WHAT THIS EXERCISE ASKS:
- A) List each sport and each cultural activity that the article on Rendez-Vous Montreal 2006 names as part of the event's program.
- B) Carry on the article about Thibault's hotel plans and Rendez-Vous Montreal 2006, starting after its final sentence.

SOURCE DOCUMENT:

With hammer in hand,
a dusty Thibault, whose booming businesses all
carry the Le Parking moniker and span a block
of Amherst St., is working overtime on a project
to double his pub's floor space and add a second
terrace by month's end.
At the same time,
after buying three buildings last year, he's designing
a new hotel - with 23 rooms and three suites -
to go in above the restaurant and pub.
It is to open in
early 2006, in time to cash in on what is being
touted as the biggest tourist event to hit Montreal
in years: Rendez-Vous Montreal 2006, a gay-and-lesbian
athletic competition and cultural event.
"You don't invest
$1 million on a hotel for one event - it's only
one week or so - but I'm rushing to get the hotel
ready on time," Thibault said. "I'm sure we'll
be full." The bigger goal, however, is to put
his fiefdom on the map for the expected future
tourists the event will attract.
"I want all the new
people who'll come to Montreal for Rendez-Vous
to see my businesses and say, 'Next summer, I'm
coming back to go to those bars, that restaurant,
that hotel.' "
- - -
The eight-day event,
July 29 to Aug. 5, 2006, is to feature 32 sports
- from aerobics to wrestling - and a cultural
program of choirs and dance. It will be preceded
by a two-day conference on gay rights. Organizers
expect 16,000 entrants and 250,000 spectators.
A footnote helps
explain the startling $171.8-million figure bandied
about by organizers of Rendez-Vous as the estimated
economic spin-offs expected from the event. "Our
sources tell us that gay people spend more than
regular tourists," says the footnote, on the Tourism
Montreal document that shows how the agency calculated
the figure.
That's why when the
agency did this particular projection, it boosted
by 50 per cent the amount it usually allots per
expected visitor when it crunches numbers to estimate
how much major events will generate in spending
on hotels, restaurants and taxes.

ENTRIES:
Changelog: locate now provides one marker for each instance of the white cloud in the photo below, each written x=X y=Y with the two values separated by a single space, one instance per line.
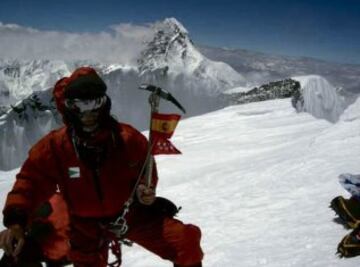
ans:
x=121 y=43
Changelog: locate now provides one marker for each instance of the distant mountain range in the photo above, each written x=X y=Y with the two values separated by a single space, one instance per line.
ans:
x=197 y=76
x=260 y=68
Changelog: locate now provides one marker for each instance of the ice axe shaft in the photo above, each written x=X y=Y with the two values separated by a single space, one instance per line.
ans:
x=154 y=99
x=162 y=94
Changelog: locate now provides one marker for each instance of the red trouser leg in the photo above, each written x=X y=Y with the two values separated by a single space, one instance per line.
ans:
x=168 y=238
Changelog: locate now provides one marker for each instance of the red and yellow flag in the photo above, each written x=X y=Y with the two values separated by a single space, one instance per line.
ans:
x=162 y=128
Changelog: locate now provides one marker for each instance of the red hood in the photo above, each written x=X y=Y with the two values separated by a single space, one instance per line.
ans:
x=60 y=86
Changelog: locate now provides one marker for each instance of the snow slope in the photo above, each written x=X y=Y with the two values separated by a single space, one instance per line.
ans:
x=257 y=178
x=321 y=99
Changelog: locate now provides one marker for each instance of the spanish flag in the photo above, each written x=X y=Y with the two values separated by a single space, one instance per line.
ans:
x=162 y=128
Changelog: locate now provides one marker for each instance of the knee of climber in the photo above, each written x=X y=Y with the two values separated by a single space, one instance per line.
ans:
x=189 y=251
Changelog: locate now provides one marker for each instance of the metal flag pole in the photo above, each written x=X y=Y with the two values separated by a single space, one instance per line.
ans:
x=154 y=99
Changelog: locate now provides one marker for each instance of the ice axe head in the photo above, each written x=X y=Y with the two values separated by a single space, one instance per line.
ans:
x=162 y=94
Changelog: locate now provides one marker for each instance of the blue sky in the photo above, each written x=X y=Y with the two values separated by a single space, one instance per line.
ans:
x=325 y=29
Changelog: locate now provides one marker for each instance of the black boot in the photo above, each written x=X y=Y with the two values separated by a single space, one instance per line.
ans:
x=350 y=245
x=348 y=211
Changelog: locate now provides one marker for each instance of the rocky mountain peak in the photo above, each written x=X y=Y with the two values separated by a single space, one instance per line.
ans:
x=170 y=48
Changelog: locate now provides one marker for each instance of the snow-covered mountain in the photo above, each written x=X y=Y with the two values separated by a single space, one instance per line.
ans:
x=261 y=68
x=273 y=90
x=309 y=93
x=169 y=60
x=257 y=178
x=320 y=98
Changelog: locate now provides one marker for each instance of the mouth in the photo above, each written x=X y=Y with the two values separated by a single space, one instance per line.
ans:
x=89 y=118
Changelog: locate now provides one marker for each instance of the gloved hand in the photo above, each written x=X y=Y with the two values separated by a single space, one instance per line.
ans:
x=350 y=245
x=146 y=195
x=12 y=240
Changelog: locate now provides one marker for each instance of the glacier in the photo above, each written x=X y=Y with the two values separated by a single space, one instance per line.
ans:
x=257 y=178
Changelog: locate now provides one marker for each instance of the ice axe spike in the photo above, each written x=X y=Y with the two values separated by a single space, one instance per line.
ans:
x=162 y=94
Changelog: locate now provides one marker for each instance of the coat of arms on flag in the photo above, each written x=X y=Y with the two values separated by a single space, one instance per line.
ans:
x=162 y=128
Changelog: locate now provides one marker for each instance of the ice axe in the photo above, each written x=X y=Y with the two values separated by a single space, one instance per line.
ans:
x=154 y=99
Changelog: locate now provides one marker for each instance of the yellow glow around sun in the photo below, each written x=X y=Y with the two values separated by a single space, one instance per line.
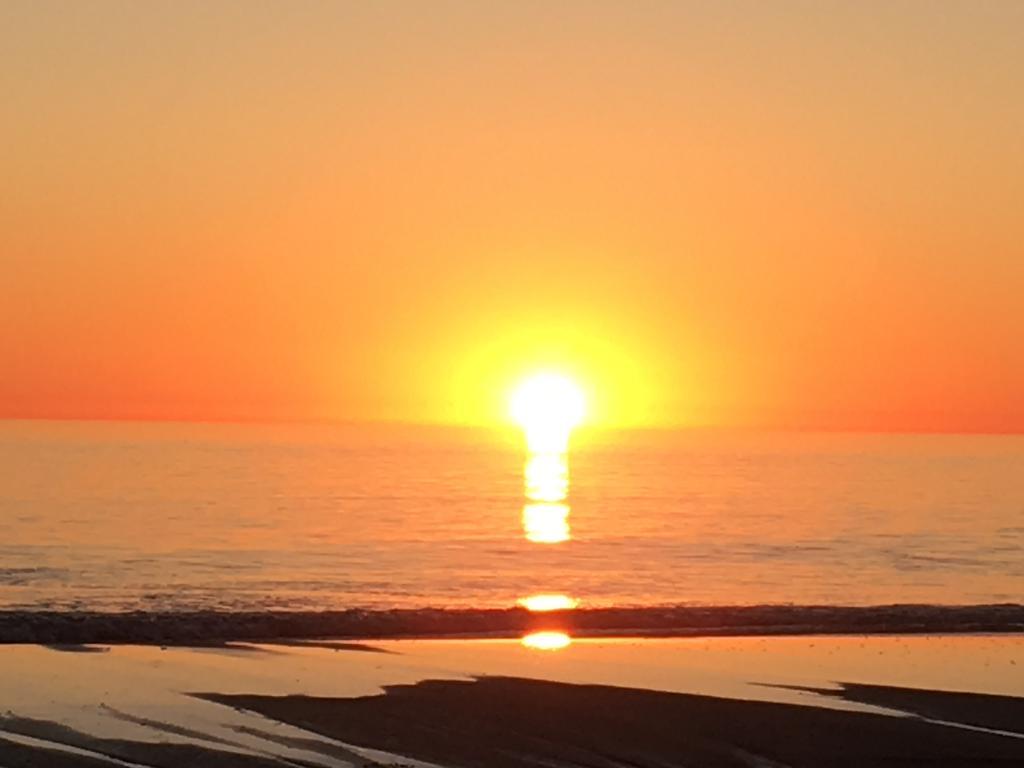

EXPECTED RESPONSES:
- A) Aerobics, wrestling, choirs, and dance.

- B)
Gay Village businesspeople
say U.S. tourists think nothing of spending $3,000
U.S. apiece during the city's annual Divers/Cité
festival, an event that brings in an estimated
$40 million.
Still, the $171.8-million
figure raises eyebrows and deserves deciphering,
especially since organizers have government funding
- and since such events, including one in Australia
in 2002, have been financial disasters in the
past.
In addition, the
calculations were done before the recent announcement
a similar event - the Gay Games - will take place
around the same time in Chicago, smack in the
middle of Rendez-Vous's key target market: the
United States. Montreal was initially given the
nod to hold the 2006 Gay Games, but a dispute
with the Federation of Gay Games caused a split.
- - -
The $171.8-million
figure is more than the estimated spin-offs of
the jazz festival, one of the city's biggest events.
And it's about half of what every convention combined
brought to Montreal last year.
That can be explained
by the fact gay travellers are much freer spenders,
said Tourism Montreal spokesperson Pierre Bellerose:
"All the research shows it."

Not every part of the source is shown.